Provided entries:
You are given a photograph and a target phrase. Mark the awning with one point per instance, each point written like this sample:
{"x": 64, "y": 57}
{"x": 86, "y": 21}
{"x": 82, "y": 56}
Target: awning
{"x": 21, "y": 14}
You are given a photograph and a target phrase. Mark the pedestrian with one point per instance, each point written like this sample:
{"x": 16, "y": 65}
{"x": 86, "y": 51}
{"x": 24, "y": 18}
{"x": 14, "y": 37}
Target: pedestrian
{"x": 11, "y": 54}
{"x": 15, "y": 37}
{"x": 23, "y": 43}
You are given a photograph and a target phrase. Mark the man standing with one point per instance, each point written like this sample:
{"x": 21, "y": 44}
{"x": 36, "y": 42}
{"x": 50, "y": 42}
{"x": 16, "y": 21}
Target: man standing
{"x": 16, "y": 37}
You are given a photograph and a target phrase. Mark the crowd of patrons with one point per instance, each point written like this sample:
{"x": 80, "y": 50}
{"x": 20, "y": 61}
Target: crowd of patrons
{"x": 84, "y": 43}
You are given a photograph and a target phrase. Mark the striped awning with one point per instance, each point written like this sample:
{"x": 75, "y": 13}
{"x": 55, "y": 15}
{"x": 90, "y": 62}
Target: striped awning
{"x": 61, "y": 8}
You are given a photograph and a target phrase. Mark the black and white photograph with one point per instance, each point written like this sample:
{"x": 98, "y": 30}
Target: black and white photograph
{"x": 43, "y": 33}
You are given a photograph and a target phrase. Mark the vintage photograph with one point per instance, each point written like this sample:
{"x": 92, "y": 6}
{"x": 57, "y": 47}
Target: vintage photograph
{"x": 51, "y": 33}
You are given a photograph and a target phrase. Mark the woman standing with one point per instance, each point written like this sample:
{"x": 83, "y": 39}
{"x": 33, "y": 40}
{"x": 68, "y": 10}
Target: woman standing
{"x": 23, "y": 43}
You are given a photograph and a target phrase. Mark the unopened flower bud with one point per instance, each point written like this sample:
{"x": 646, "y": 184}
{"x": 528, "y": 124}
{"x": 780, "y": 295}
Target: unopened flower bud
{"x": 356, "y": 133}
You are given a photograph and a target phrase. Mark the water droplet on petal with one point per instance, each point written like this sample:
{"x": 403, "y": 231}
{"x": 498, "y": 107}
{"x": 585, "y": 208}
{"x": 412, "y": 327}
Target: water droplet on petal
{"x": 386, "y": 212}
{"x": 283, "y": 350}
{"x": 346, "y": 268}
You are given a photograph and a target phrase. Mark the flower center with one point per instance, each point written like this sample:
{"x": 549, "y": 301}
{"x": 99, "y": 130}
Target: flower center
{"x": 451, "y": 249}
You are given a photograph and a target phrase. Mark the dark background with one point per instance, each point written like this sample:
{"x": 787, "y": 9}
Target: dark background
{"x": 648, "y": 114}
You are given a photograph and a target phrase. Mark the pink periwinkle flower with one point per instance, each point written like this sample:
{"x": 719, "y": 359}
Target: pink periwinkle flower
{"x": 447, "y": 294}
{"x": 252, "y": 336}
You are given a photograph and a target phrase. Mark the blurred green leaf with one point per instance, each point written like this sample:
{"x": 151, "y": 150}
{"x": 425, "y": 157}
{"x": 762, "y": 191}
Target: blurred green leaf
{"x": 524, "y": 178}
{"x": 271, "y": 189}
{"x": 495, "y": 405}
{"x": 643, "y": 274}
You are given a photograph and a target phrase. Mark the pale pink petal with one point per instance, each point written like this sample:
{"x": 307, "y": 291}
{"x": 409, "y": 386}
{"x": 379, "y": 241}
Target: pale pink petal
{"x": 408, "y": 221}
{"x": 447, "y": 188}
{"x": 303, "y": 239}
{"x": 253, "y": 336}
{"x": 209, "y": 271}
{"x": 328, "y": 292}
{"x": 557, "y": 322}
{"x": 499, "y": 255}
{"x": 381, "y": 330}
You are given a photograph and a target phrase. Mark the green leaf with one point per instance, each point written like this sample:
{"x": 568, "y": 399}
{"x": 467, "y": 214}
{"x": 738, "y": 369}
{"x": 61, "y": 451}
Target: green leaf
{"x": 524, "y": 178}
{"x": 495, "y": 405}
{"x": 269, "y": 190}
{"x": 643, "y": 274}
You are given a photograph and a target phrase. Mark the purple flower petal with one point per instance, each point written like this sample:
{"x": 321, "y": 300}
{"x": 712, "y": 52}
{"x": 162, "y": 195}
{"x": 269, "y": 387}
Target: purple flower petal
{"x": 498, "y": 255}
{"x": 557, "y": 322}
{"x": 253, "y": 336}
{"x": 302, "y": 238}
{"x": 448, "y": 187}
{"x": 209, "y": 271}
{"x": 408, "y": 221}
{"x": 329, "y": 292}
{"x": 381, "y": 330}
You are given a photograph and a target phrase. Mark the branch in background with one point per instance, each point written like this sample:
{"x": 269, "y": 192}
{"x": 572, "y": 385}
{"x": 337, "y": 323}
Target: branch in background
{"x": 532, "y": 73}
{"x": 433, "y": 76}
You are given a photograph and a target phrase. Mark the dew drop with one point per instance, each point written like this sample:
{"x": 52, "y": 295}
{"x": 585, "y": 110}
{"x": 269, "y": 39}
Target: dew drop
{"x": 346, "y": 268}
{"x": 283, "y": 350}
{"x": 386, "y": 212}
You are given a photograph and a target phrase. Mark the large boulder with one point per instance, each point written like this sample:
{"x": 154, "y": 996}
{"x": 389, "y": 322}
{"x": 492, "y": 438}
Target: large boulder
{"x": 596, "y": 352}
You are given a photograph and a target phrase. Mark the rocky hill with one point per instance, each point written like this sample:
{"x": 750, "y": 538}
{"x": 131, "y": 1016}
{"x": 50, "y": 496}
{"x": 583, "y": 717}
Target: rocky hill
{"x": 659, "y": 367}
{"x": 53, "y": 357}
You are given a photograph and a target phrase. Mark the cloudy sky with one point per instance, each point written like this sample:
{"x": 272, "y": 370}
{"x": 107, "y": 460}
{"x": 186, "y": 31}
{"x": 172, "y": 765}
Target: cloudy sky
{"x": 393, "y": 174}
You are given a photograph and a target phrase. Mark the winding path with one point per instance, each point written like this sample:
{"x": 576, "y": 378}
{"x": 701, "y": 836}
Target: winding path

Given instruction: Reproduce all of the data above word for word, from the first line through the last, with no changes.

Solution for this task:
You are given a photograph and a target phrase. Mark the awning with one point per instance, each point written like this sample:
{"x": 64, "y": 57}
{"x": 86, "y": 21}
{"x": 82, "y": 56}
Target: awning
{"x": 21, "y": 14}
You are given a photograph and a target phrase. Mark the pedestrian with one point per instance, each point written like this sample:
{"x": 16, "y": 65}
{"x": 86, "y": 51}
{"x": 24, "y": 18}
{"x": 14, "y": 37}
Target: pedestrian
{"x": 11, "y": 54}
{"x": 15, "y": 37}
{"x": 23, "y": 43}
You are given a photograph and a target phrase. Mark the man standing with one point per instance, each point written like this sample:
{"x": 21, "y": 44}
{"x": 36, "y": 42}
{"x": 50, "y": 42}
{"x": 16, "y": 21}
Target: man standing
{"x": 16, "y": 37}
You are given a photograph and a target phrase. Mark the crowd of patrons with one point per instance, each point written like this sample:
{"x": 80, "y": 50}
{"x": 20, "y": 61}
Target: crowd of patrons
{"x": 84, "y": 43}
You are given a photograph and a target phrase. Mark the striped awning with one point per instance, each point written like this sample:
{"x": 75, "y": 13}
{"x": 55, "y": 15}
{"x": 90, "y": 62}
Target: striped awning
{"x": 61, "y": 8}
You are given a photograph and a target phrase. Mark the black and white photograph with one point per instance, each point written like this sample:
{"x": 98, "y": 30}
Target: black and white photograph
{"x": 43, "y": 33}
You are given a photograph and a target phrase. Mark the vintage photograph with one point per instance, each point written like this sample:
{"x": 92, "y": 6}
{"x": 57, "y": 47}
Target: vintage photograph
{"x": 51, "y": 33}
You are given a photograph and a target phrase. Mark the woman standing with one point per instance, each point written like this sample:
{"x": 83, "y": 39}
{"x": 33, "y": 40}
{"x": 68, "y": 10}
Target: woman standing
{"x": 23, "y": 43}
You are given a photograph and a target phrase. Mark the unopened flower bud with one point per instance, each point written like this sample:
{"x": 646, "y": 184}
{"x": 528, "y": 124}
{"x": 780, "y": 295}
Target: unopened flower bud
{"x": 356, "y": 133}
You are given a photograph and a target phrase. Mark the water droplet on petal with one point per instance, each point written like this sample:
{"x": 403, "y": 231}
{"x": 498, "y": 107}
{"x": 585, "y": 208}
{"x": 412, "y": 327}
Target: water droplet on petal
{"x": 386, "y": 212}
{"x": 283, "y": 350}
{"x": 346, "y": 268}
You are given a photograph and a target phrase. Mark the flower center with one point per instance, each point written like this sample:
{"x": 549, "y": 301}
{"x": 99, "y": 130}
Target: flower center
{"x": 451, "y": 249}
You are given a photograph and a target phrase. Mark the dark background with one point per instance, each point written like this sample:
{"x": 787, "y": 9}
Target: dark background
{"x": 648, "y": 114}
You are given a photograph and a target phrase. Mark the pink periwinkle flower with one point per instance, each point written like this sample:
{"x": 719, "y": 359}
Target: pink periwinkle flower
{"x": 447, "y": 294}
{"x": 252, "y": 336}
You are given a photograph and a target phrase. Mark the blurred green leaf with one point per instance, each point written like this sample:
{"x": 151, "y": 150}
{"x": 425, "y": 157}
{"x": 762, "y": 191}
Target: blurred green leaf
{"x": 524, "y": 178}
{"x": 271, "y": 189}
{"x": 495, "y": 405}
{"x": 643, "y": 274}
You are given a photograph and a target phrase. Mark the pale pink petal with one point per instance, each point written like this sample:
{"x": 307, "y": 291}
{"x": 409, "y": 386}
{"x": 379, "y": 241}
Target: pale pink petal
{"x": 408, "y": 221}
{"x": 447, "y": 188}
{"x": 303, "y": 239}
{"x": 253, "y": 336}
{"x": 209, "y": 271}
{"x": 328, "y": 292}
{"x": 557, "y": 322}
{"x": 499, "y": 255}
{"x": 381, "y": 330}
You are given a photograph and a target phrase. Mark the green leaf with one point per instance, each point written like this sample:
{"x": 568, "y": 399}
{"x": 467, "y": 214}
{"x": 738, "y": 369}
{"x": 61, "y": 451}
Target: green leaf
{"x": 524, "y": 178}
{"x": 495, "y": 405}
{"x": 269, "y": 190}
{"x": 643, "y": 274}
You are given a photograph and a target phrase. Mark the purple flower petal with one point per instance, each point written like this sample:
{"x": 321, "y": 300}
{"x": 712, "y": 52}
{"x": 162, "y": 195}
{"x": 269, "y": 387}
Target: purple flower petal
{"x": 498, "y": 255}
{"x": 557, "y": 322}
{"x": 253, "y": 336}
{"x": 302, "y": 238}
{"x": 448, "y": 187}
{"x": 209, "y": 271}
{"x": 408, "y": 221}
{"x": 329, "y": 292}
{"x": 381, "y": 330}
You are given a photograph and a target phrase. Mark the branch in background with one point per instance, each point written like this sample:
{"x": 269, "y": 192}
{"x": 572, "y": 385}
{"x": 337, "y": 323}
Target: branch in background
{"x": 532, "y": 73}
{"x": 433, "y": 76}
You are given a photograph and a target phrase. Mark the dew drop with one point per instance, each point written like this sample:
{"x": 52, "y": 295}
{"x": 585, "y": 110}
{"x": 269, "y": 39}
Target: dew drop
{"x": 346, "y": 268}
{"x": 283, "y": 350}
{"x": 386, "y": 212}
You are given a photograph and a target phrase. Mark the large boulder with one point per instance, each point written like this sample:
{"x": 154, "y": 996}
{"x": 389, "y": 322}
{"x": 492, "y": 438}
Target: large boulder
{"x": 596, "y": 352}
You are given a photograph and a target phrase. Mark the rocky hill with one point per instance, each point written like this sample:
{"x": 750, "y": 538}
{"x": 131, "y": 1016}
{"x": 50, "y": 496}
{"x": 583, "y": 717}
Target: rocky hill
{"x": 659, "y": 367}
{"x": 53, "y": 357}
You are given a photograph and a target phrase. Mark the cloudy sky with one point per instance, each point written like this sample:
{"x": 272, "y": 370}
{"x": 107, "y": 460}
{"x": 186, "y": 31}
{"x": 172, "y": 765}
Target: cloudy sky
{"x": 393, "y": 174}
You are given a photograph and a target phrase. Mark the winding path with one point per instance, each point written like this sample:
{"x": 576, "y": 378}
{"x": 701, "y": 836}
Target: winding path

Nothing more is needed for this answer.